Che Ecru was introduced to me and popular culture by the queen of what’s current, Doja Cat, when she told MTV that “Phone Me” was her sensual song of the moment, that Che “is saying some sexy stuff, and I know all the lyrics, and it’s wonderful.” She’s since gone on her IG live several times to sing along with Ecru to her steady stable of Doja kitties. Like most icebergs and artists, Ecru’s success came after years of accrued experience and labor, a unique personal identity forming at the edge, the authentic heart, of the music business.
“It’s a tradeoff – working in the industry. And I think over the years, I’ve noticed a lot of the sacrifices you have to make,” said the R&B artist. “And it’s worth it if you want to make that sacrifice. But at least for myself, personally, I worry about my own mental health and how that can be tarnished when I put my work in someone else’s hands.”

◆ ◆ ◆ ◆ ◆ ◆ ◆

Activity 1:
For the passage about Che Ecru, say whether each statement agrees with it, answering yes or no and quoting the deciding words: (a) Doja Cat told MTV that "Phone Me" was her sensual song of the moment. (b) Ecru says working in the industry is never worth the sacrifice. (c) Ecru worries about her mental health when her work is in someone else's hands.
The rows that follow have nothing to do with the passage about Che Ecru.

◆ ◆ ◆ ◆ ◆ ◆ ◆

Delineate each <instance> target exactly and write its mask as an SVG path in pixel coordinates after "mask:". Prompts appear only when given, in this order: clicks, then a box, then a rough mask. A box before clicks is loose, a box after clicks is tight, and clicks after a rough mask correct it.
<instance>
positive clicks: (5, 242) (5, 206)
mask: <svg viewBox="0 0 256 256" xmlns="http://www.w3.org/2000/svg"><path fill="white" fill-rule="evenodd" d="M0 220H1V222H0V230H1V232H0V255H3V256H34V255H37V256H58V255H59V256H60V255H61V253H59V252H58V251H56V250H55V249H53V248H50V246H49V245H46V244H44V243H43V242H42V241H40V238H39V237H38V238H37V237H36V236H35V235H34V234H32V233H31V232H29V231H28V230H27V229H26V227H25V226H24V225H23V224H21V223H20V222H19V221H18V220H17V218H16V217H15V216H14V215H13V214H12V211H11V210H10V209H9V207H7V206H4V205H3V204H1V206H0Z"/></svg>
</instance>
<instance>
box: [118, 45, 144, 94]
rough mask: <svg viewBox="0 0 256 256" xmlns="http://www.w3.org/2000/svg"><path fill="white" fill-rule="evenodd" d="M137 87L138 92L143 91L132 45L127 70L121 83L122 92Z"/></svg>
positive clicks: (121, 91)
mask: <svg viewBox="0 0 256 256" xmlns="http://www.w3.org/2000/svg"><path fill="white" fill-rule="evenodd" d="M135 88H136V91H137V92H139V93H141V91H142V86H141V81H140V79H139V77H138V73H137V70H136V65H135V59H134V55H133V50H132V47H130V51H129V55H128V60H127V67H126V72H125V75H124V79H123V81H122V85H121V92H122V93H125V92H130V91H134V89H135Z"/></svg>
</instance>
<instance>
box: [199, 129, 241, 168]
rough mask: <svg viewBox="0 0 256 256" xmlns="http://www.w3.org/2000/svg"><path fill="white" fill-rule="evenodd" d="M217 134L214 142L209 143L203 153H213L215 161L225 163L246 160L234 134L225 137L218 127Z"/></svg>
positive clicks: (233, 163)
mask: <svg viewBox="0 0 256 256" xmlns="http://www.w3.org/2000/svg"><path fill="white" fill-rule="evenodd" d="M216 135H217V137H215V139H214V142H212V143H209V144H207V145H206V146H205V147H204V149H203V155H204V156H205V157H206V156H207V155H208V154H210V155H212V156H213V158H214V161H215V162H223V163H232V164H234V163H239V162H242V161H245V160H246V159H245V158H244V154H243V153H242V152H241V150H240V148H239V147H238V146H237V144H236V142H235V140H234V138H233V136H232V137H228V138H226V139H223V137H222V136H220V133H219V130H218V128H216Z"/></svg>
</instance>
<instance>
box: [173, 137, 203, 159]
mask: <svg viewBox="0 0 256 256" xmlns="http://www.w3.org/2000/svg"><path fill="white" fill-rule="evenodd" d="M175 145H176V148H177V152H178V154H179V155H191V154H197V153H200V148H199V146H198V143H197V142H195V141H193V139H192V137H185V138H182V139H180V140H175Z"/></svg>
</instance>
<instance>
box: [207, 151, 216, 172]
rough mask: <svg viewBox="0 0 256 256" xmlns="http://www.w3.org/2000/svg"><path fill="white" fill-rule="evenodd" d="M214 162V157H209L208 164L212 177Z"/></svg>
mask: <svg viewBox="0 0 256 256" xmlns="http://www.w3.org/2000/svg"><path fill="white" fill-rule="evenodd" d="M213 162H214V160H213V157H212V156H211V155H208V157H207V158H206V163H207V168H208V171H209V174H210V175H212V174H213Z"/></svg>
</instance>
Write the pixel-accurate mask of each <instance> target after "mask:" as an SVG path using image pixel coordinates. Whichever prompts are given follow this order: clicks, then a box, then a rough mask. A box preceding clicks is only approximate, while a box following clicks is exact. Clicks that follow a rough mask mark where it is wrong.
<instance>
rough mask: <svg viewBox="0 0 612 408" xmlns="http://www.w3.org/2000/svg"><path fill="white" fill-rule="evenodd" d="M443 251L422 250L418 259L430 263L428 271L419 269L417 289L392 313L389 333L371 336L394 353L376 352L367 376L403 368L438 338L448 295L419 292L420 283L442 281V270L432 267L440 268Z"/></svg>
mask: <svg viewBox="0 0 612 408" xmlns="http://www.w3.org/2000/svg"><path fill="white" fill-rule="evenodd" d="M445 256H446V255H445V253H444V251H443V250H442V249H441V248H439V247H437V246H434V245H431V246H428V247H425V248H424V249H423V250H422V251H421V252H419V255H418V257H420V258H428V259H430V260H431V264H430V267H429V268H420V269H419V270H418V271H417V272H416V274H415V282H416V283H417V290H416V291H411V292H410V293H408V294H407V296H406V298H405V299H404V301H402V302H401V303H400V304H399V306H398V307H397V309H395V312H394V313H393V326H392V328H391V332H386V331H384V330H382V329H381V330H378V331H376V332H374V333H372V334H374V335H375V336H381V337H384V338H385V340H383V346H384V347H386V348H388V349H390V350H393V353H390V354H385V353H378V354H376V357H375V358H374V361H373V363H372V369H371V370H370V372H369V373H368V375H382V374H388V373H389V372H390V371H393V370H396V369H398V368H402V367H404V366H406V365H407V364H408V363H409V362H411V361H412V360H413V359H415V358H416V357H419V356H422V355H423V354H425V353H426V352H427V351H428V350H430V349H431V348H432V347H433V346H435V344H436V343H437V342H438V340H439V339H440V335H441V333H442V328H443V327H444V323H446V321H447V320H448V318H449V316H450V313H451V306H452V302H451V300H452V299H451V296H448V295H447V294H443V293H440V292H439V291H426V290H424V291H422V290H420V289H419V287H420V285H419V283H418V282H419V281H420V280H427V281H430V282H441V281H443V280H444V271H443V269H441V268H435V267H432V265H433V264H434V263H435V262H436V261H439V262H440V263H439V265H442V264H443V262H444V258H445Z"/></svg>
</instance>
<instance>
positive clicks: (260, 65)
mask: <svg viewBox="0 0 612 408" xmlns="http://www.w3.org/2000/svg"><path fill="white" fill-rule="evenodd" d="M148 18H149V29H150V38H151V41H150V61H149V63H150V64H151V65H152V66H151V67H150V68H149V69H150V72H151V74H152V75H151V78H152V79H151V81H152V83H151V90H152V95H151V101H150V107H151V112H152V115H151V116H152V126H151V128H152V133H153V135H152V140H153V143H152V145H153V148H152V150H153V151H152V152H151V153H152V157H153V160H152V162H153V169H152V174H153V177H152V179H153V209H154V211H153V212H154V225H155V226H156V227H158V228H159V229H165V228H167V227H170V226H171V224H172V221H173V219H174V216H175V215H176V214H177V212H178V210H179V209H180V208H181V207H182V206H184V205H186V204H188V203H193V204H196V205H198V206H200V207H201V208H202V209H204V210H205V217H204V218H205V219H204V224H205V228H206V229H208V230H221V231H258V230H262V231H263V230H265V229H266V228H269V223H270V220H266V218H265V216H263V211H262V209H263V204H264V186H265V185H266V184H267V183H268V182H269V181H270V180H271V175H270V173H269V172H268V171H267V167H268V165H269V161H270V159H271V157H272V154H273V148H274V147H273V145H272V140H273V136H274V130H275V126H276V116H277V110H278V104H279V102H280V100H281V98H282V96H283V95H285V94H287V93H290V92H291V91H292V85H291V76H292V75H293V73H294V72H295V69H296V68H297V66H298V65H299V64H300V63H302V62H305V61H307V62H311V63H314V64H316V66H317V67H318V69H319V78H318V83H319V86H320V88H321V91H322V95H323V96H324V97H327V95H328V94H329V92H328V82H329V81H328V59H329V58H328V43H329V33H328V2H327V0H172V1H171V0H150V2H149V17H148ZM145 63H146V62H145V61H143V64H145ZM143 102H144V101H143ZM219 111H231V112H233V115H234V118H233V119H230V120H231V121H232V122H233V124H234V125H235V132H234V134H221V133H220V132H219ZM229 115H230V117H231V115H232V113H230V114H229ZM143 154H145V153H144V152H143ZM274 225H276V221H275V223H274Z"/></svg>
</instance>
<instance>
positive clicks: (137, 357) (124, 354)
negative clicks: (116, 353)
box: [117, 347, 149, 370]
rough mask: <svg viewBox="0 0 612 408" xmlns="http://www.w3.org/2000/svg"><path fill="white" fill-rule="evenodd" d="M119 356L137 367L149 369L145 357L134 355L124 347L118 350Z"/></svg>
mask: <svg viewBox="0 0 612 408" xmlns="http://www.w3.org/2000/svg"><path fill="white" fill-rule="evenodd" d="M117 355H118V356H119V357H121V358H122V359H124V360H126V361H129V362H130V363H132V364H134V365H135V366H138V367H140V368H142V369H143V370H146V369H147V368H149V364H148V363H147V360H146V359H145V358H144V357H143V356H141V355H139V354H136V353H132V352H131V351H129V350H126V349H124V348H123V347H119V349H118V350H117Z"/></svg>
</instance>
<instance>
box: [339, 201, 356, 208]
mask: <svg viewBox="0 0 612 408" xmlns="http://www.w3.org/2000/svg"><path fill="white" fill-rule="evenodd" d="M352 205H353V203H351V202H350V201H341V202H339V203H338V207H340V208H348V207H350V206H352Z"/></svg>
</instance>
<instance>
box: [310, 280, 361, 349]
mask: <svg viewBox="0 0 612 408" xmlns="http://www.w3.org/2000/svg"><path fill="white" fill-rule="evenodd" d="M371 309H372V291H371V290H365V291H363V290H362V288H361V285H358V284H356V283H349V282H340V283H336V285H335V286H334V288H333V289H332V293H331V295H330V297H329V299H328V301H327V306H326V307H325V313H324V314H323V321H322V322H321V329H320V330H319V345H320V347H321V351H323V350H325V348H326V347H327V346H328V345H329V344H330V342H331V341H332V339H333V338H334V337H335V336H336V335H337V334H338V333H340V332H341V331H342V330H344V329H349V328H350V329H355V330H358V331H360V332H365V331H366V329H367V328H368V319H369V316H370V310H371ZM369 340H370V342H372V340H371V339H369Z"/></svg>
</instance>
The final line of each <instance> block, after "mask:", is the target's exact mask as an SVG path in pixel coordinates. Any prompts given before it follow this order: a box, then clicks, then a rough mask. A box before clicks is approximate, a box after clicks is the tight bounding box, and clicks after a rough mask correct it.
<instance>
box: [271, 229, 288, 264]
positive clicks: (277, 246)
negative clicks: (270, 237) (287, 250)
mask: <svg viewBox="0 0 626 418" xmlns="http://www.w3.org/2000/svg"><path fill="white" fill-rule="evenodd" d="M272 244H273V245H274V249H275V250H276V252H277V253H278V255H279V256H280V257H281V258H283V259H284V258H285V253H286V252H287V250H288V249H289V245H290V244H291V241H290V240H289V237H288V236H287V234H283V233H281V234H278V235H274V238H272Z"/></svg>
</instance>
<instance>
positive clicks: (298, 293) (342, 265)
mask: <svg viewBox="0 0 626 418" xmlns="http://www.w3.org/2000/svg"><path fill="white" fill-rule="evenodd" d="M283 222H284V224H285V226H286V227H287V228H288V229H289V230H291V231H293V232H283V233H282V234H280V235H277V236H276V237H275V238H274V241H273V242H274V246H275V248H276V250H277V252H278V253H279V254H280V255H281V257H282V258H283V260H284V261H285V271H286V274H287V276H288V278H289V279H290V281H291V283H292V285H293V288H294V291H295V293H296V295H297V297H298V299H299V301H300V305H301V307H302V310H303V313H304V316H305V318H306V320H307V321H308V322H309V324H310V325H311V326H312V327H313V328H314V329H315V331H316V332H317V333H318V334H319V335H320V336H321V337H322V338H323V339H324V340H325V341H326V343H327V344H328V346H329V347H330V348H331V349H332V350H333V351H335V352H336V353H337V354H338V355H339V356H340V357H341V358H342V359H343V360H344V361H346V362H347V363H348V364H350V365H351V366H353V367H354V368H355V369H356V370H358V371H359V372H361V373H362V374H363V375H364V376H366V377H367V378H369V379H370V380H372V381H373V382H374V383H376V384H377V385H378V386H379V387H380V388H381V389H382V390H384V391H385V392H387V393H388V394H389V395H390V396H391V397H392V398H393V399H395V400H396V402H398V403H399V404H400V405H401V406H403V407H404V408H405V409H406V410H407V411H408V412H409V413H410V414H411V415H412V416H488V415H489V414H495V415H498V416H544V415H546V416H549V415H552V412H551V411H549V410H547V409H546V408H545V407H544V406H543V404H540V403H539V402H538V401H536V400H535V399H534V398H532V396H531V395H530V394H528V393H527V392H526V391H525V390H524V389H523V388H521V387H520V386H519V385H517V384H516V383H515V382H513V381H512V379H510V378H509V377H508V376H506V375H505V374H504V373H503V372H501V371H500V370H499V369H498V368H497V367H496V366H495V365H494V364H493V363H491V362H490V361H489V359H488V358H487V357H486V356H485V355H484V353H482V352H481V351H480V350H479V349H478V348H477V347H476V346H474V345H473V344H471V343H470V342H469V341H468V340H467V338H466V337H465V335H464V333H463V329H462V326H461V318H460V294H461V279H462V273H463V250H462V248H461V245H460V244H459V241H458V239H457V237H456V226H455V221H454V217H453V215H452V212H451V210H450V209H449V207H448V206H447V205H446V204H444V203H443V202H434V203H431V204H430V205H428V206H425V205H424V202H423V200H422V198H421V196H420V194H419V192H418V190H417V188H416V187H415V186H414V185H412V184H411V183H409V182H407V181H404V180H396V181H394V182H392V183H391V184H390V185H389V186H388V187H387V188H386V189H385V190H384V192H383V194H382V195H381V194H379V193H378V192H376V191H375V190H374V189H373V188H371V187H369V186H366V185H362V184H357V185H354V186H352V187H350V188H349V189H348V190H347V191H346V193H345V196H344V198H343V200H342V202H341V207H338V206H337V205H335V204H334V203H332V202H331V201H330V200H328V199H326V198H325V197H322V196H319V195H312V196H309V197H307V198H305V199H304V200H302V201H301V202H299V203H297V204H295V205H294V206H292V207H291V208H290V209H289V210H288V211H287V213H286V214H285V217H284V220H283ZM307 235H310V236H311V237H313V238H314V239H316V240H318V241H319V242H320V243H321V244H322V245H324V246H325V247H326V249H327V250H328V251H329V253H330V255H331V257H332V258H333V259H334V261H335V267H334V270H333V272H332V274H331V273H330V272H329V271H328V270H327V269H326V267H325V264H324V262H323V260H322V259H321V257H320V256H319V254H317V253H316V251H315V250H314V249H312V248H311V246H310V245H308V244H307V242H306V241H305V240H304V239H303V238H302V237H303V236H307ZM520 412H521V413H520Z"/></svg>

◆ ◆ ◆ ◆ ◆ ◆ ◆

Activity 2:
Set out as a numbered list the part of the rows that opens with the first row and closes with the line containing "positive clicks: (5, 242) (5, 206)", leaving out blank lines.

Exercise response 1:
(a) Yes: "when she told MTV that “Phone Me” was her sensual song of the moment"
(b) No: "And it’s worth it if you want to make that sacrifice."
(c) Yes: "I worry about my own mental health and how that can be tarnished when I put my work in someone else’s hands."

Exercise response 2:
1. Delineate each <instance> target exactly and write its mask as an SVG path in pixel coordinates after "mask:". Prompts appear only when given, in this order: clicks, then a box, then a rough mask. A box before clicks is loose, a box after clicks is tight, and clicks after a rough mask correct it.
2. <instance>
3. positive clicks: (5, 242) (5, 206)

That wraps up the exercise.